* [Vorgegebener Text]
----

Aus musikalischer Sicht gibt es große Unterschiede zwischen den einzelnen Alben. Für mich hörte sich das erste Album sehr gotisch an – danach kamen wir aber zu einem rockigeren und Gitarren-orientierteren Sound. Ich würde gerne glauben, dass es keine großen Veränderungen an mir als Person gab, aber das ist natürlich schwer zu sagen. Ich hoffe, dass ich immer noch mit beiden Beinen auf dem Boden stehe, meine Freunde und Familienmitglieder das auch so sehen und ich die gleiche Person bin, die ich vor meinem Eintritt in POISONBLACK war.

Track Nummer neun hört sich nicht nur gut an, sondern auch auf den Namen „The Last Song“. Wir hoffen natürlich alle, dass das nicht wörtlich zu nehmen ist!

----

* [Inhalt der Daten]

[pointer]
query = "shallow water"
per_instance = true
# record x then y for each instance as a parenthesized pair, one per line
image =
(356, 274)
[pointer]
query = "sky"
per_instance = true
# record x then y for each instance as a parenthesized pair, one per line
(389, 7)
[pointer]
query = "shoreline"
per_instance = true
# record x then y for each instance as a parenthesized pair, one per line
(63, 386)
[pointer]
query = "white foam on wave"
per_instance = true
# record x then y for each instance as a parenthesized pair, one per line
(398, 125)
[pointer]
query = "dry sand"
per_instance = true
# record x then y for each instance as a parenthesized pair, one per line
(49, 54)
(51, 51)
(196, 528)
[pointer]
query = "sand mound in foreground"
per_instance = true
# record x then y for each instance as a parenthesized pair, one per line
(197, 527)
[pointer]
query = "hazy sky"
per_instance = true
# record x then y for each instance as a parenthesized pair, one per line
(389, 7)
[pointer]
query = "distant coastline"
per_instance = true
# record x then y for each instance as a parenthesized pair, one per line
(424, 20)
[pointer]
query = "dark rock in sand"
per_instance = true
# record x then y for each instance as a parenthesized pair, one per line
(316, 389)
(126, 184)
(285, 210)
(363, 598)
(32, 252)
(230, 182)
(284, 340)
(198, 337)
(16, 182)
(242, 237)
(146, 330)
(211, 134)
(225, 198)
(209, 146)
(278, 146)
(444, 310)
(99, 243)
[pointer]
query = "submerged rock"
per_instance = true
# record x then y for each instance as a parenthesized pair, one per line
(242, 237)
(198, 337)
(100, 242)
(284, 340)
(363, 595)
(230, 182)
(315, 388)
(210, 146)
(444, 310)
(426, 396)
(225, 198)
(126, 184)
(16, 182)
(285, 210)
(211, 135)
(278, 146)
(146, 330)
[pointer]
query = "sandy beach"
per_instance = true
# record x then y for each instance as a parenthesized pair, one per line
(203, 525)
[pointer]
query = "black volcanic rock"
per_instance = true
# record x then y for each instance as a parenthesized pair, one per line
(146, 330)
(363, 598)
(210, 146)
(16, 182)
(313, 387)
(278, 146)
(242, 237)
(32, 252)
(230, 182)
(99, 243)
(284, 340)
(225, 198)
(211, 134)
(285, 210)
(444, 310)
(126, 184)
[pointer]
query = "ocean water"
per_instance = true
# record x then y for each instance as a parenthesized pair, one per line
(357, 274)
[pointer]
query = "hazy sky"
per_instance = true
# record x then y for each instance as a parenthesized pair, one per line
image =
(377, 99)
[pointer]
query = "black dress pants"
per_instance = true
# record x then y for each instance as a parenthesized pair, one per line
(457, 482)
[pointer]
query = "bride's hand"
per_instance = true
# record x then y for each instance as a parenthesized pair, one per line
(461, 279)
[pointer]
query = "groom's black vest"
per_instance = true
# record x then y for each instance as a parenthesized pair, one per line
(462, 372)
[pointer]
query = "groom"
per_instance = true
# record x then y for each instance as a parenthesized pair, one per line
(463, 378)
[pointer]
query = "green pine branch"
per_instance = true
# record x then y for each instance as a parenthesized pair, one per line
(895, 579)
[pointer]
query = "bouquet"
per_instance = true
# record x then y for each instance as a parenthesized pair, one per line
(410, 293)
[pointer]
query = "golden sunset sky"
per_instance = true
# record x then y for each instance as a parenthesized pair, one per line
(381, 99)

----

* [Die Aufgabe] Schreib den Text über die Band POISONBLACK weiter, direkt im Anschluss an seinen letzten Satz. Die Zeilen kommen aus einer anderen Quelle als der Text.

* [Antwort]
Du bist nicht der Erste, der darauf anspielt! Wenn man sich näher mit den Lyrics beschäftigt, kann man heraushören, warum er diesen Namen bekommen hat. Ich weiß, dass Ville und Janne schon ein paar grundsätzliche Melodien und Ideen für neue Songs haben – deswegen kann ich mit Sicherheit behaupten, dass es weitere Songs geben wird und dieser gewiss nicht unser letzter war!

Ihr konntet schon einige Album- und Single-Charterfolge in eurer Heimat verzeichnen. Meinst du, die neue Scheibe kann an die alten Erfolge anschließen und diese vielleicht sogar toppen?
Das ist schwer zu sagen, aber ich hoffe es natürlich. Wenn wir Musik schreiben, denken wir natürlich nicht über solche Dinge wie Chartplatzierungen nach. Natürlich ist es immer eine nette Sache, wenn man dort erfolgreich ist, aber die Hauptsache ist, hinter deiner Musik stehen und stolz darüber sein zu können.

Die Reaktionen auf eure Shows 2008 mit Dark Tranquillity waren praktisch durchweg positiver Natur – was ich nur bestätigen kann. Gibt es schon ein paar Neuigkeiten über Live-Aktivitäten für dieses Jahr?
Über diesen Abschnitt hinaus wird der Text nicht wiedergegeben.